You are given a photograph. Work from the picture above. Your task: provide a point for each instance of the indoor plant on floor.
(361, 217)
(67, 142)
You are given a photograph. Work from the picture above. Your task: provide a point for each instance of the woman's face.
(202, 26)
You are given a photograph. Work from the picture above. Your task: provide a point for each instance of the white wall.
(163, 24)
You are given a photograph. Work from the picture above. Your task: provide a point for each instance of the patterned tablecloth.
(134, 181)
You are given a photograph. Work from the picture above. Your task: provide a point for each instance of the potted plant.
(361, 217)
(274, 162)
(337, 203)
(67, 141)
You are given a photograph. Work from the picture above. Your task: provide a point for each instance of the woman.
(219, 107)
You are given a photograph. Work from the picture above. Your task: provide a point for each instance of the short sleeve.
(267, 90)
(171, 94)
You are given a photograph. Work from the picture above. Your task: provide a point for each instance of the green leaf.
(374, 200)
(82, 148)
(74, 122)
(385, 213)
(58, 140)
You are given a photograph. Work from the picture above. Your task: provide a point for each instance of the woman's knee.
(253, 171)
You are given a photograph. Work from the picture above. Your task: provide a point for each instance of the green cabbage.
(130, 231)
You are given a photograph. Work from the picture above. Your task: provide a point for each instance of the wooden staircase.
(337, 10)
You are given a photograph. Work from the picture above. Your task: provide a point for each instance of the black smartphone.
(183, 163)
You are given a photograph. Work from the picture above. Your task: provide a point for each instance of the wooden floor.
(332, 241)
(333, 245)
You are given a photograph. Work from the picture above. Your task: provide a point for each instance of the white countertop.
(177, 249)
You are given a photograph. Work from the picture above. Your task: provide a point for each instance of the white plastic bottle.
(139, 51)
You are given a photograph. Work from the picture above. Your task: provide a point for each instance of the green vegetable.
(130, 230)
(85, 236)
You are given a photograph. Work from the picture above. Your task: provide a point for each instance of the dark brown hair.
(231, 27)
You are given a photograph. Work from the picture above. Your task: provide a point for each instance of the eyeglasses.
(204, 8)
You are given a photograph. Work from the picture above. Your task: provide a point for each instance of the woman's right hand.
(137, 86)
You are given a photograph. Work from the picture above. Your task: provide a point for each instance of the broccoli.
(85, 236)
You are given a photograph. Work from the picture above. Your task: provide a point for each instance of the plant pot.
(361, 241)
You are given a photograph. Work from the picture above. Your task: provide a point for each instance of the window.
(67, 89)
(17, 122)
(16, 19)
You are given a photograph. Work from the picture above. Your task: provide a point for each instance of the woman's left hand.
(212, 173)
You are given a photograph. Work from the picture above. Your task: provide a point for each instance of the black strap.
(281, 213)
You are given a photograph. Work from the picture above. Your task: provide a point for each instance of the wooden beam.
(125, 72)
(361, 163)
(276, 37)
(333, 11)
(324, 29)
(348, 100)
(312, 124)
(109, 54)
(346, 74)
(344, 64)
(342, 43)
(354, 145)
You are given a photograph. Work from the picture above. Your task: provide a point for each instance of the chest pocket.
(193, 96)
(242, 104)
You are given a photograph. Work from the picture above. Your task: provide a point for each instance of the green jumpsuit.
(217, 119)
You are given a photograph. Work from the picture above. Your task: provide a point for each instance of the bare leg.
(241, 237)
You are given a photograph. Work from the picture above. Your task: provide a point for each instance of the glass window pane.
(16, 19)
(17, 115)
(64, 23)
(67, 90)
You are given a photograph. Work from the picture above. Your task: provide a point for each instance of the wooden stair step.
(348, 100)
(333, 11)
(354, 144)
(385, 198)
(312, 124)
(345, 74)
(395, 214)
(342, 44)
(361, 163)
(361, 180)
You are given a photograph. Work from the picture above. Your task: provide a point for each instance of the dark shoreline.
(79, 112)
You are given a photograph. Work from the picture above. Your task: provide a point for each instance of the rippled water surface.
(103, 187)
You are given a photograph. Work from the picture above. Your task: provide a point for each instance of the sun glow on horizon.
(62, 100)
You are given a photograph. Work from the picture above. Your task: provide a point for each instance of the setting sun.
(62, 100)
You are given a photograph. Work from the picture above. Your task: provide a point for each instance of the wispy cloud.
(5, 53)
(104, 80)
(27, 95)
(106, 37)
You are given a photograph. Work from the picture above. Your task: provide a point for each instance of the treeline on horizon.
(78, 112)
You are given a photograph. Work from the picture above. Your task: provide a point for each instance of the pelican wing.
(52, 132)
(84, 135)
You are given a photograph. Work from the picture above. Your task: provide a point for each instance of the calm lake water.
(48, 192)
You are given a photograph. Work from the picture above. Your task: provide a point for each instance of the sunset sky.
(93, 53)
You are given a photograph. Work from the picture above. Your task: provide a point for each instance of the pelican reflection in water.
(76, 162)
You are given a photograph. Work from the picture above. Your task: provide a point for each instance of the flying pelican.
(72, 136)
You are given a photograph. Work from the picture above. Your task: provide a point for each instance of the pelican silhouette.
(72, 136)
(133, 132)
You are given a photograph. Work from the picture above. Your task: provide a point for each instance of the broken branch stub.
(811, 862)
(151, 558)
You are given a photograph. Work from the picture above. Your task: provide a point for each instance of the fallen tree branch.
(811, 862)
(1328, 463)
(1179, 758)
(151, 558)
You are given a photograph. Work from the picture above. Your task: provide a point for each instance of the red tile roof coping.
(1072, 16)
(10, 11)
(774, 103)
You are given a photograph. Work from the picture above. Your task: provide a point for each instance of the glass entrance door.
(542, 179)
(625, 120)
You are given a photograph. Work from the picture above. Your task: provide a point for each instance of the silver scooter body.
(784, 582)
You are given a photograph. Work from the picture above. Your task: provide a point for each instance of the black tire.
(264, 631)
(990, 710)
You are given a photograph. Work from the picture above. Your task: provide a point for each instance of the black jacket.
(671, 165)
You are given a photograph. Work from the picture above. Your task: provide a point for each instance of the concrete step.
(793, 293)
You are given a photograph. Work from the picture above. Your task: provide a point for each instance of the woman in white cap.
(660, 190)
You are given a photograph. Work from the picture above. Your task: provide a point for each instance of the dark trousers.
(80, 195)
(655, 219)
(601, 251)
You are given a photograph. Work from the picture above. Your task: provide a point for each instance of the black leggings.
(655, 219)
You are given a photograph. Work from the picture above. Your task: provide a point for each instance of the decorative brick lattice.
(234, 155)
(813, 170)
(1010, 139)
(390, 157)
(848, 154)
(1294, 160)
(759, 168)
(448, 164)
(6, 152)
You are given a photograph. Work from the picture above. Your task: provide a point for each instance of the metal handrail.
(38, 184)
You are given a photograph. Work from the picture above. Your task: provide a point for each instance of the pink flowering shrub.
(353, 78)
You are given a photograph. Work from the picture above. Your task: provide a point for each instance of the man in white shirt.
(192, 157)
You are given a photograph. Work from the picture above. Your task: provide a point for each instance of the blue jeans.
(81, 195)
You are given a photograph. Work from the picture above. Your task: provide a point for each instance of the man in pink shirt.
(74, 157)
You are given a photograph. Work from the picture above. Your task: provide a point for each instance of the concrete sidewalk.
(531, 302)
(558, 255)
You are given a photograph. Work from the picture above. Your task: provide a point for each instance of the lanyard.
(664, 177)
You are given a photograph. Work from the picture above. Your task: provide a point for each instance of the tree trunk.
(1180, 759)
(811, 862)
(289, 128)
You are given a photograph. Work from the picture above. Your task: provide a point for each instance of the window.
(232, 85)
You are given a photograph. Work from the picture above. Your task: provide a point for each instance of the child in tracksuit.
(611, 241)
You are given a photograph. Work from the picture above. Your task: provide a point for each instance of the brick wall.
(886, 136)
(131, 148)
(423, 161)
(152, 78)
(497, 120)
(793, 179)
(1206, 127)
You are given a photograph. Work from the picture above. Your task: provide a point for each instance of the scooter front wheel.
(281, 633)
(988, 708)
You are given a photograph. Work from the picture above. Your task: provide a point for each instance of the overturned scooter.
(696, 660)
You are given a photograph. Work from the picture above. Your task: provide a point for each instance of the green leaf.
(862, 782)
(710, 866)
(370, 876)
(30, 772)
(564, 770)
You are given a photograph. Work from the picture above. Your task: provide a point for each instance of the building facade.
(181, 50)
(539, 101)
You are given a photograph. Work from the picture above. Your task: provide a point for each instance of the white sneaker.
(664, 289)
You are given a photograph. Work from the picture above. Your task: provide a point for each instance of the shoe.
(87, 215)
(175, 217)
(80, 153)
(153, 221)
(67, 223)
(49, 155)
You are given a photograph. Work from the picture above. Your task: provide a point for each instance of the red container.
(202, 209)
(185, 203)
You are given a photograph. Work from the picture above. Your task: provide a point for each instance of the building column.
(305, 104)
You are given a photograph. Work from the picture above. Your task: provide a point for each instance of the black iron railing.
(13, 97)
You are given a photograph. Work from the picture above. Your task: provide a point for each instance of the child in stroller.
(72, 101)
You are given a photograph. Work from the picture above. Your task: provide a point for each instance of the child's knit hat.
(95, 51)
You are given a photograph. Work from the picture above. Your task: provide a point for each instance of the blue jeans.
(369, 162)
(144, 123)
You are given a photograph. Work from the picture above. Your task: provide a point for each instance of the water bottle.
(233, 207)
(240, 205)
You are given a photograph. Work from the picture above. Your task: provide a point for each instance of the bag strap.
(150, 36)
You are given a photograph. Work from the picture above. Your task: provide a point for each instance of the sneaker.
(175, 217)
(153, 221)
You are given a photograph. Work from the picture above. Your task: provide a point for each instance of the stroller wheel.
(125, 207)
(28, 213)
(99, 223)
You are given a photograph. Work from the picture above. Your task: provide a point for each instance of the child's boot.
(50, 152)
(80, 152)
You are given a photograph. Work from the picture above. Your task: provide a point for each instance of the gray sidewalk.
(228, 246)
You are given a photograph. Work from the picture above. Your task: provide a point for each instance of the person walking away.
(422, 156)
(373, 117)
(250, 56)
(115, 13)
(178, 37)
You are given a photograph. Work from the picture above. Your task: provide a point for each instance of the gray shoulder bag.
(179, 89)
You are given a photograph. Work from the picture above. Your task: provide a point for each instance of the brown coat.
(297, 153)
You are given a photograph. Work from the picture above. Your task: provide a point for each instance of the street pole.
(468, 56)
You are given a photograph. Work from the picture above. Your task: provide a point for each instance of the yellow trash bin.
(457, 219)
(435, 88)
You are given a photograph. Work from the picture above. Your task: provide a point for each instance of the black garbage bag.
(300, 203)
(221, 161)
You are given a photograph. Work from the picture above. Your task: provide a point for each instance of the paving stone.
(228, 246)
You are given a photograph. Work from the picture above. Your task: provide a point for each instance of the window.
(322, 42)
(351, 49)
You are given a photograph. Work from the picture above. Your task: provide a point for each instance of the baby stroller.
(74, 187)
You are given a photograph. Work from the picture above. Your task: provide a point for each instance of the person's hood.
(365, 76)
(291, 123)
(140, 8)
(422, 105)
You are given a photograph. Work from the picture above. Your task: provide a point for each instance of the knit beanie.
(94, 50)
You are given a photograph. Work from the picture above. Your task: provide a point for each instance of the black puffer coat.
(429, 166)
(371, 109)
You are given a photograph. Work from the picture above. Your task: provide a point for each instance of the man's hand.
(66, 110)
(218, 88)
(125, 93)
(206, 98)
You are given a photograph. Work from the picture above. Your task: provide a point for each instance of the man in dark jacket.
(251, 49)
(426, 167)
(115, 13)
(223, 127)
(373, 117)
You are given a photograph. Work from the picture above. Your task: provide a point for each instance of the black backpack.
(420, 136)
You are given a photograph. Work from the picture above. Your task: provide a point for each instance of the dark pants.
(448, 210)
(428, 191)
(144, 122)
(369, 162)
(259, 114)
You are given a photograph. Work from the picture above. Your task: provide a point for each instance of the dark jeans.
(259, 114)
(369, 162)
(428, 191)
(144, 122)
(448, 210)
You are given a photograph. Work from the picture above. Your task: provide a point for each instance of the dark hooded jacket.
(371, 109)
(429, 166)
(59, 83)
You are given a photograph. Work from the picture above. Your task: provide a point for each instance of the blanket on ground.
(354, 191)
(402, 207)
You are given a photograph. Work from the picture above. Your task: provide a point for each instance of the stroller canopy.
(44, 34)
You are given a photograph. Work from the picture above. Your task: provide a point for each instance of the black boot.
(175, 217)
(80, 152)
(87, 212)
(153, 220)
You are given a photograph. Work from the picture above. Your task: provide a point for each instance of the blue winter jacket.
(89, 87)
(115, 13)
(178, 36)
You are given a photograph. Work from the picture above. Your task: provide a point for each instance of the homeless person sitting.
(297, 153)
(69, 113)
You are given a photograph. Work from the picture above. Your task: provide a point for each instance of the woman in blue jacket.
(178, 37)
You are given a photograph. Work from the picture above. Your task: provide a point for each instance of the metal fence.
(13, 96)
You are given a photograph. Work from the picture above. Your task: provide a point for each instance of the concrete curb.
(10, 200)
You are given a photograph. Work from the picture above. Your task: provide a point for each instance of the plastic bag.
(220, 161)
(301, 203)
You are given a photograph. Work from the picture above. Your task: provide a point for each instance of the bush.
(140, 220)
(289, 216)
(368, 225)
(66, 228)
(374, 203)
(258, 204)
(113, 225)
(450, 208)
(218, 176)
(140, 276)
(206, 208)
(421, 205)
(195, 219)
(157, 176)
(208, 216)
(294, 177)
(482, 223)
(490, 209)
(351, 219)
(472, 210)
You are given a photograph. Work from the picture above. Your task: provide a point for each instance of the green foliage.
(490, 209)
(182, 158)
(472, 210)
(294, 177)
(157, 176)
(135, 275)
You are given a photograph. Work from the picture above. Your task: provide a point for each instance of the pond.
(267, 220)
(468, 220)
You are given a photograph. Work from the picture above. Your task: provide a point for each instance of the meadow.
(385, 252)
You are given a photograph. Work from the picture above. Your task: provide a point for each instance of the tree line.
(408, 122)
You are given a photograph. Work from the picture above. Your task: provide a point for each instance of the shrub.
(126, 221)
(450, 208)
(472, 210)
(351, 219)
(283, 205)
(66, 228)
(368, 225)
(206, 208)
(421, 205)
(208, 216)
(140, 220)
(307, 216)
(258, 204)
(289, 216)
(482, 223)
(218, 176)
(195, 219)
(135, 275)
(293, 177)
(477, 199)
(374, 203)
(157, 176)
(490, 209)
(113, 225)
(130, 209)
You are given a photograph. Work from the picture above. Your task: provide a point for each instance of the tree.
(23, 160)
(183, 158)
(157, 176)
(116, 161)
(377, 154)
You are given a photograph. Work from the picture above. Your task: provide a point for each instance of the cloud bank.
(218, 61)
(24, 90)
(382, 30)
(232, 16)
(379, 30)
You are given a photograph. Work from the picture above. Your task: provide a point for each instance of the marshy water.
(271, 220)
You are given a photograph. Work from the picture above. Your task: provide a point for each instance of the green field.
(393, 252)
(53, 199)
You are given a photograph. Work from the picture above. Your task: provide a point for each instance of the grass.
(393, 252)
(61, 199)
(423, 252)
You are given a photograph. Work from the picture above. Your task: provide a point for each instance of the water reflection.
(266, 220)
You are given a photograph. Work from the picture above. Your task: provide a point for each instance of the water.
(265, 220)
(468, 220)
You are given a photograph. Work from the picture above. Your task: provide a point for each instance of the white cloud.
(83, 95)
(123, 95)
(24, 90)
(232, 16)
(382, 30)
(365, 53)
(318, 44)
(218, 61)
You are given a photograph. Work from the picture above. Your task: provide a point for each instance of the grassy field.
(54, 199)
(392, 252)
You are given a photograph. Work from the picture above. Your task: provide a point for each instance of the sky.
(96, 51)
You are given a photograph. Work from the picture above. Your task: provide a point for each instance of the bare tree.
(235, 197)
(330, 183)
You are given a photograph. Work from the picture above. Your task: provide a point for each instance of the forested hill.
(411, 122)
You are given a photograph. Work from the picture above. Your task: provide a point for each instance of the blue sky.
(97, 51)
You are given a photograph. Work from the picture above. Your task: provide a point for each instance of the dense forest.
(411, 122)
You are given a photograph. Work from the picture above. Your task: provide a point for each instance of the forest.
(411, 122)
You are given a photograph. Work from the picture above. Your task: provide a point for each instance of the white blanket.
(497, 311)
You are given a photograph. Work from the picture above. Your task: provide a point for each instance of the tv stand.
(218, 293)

#### What to work on
Turn the stretch from the line containing "of the water." through the end of the items into a Markdown table with the columns Number and Entry. Give each line its own numbered row and leave out blank lines.

#### Final result
| Number | Entry |
|---|---|
| 1 | You are given a photograph. Work from the picture above. Your task: provide a point for each instance of the water. |
| 2 | (265, 220) |
| 3 | (468, 220) |
| 4 | You are given a photograph. Work from the picture above. Your task: provide a point for each instance of the white cloud. |
| 5 | (83, 95) |
| 6 | (123, 95) |
| 7 | (24, 90) |
| 8 | (232, 16) |
| 9 | (382, 30) |
| 10 | (365, 53) |
| 11 | (318, 44) |
| 12 | (218, 61) |
| 13 | You are given a photograph. Work from the picture above. Your task: provide a point for each instance of the grassy field. |
| 14 | (54, 199) |
| 15 | (392, 252) |
| 16 | You are given a photograph. Work from the picture above. Your task: provide a point for each instance of the sky. |
| 17 | (96, 51) |
| 18 | You are given a photograph. Work from the picture above. Your task: provide a point for each instance of the bare tree. |
| 19 | (235, 197) |
| 20 | (330, 183) |
| 21 | You are given a photograph. Work from the picture above. Your task: provide a point for each instance of the forested hill. |
| 22 | (411, 122) |
| 23 | You are given a photograph. Work from the picture above. Your task: provide a point for each instance of the blue sky. |
| 24 | (97, 51) |
| 25 | You are given a photograph. Work from the picture above. Your task: provide a point for each instance of the dense forest. |
| 26 | (411, 122) |
| 27 | You are given a photograph. Work from the picture above. Your task: provide a point for each instance of the forest. |
| 28 | (411, 122) |
| 29 | You are given a photograph. Work from the picture above. Your task: provide a point for each instance of the white blanket. |
| 30 | (497, 311) |
| 31 | You are given a photograph. Work from the picture above. Your task: provide a point for each instance of the tv stand. |
| 32 | (218, 293) |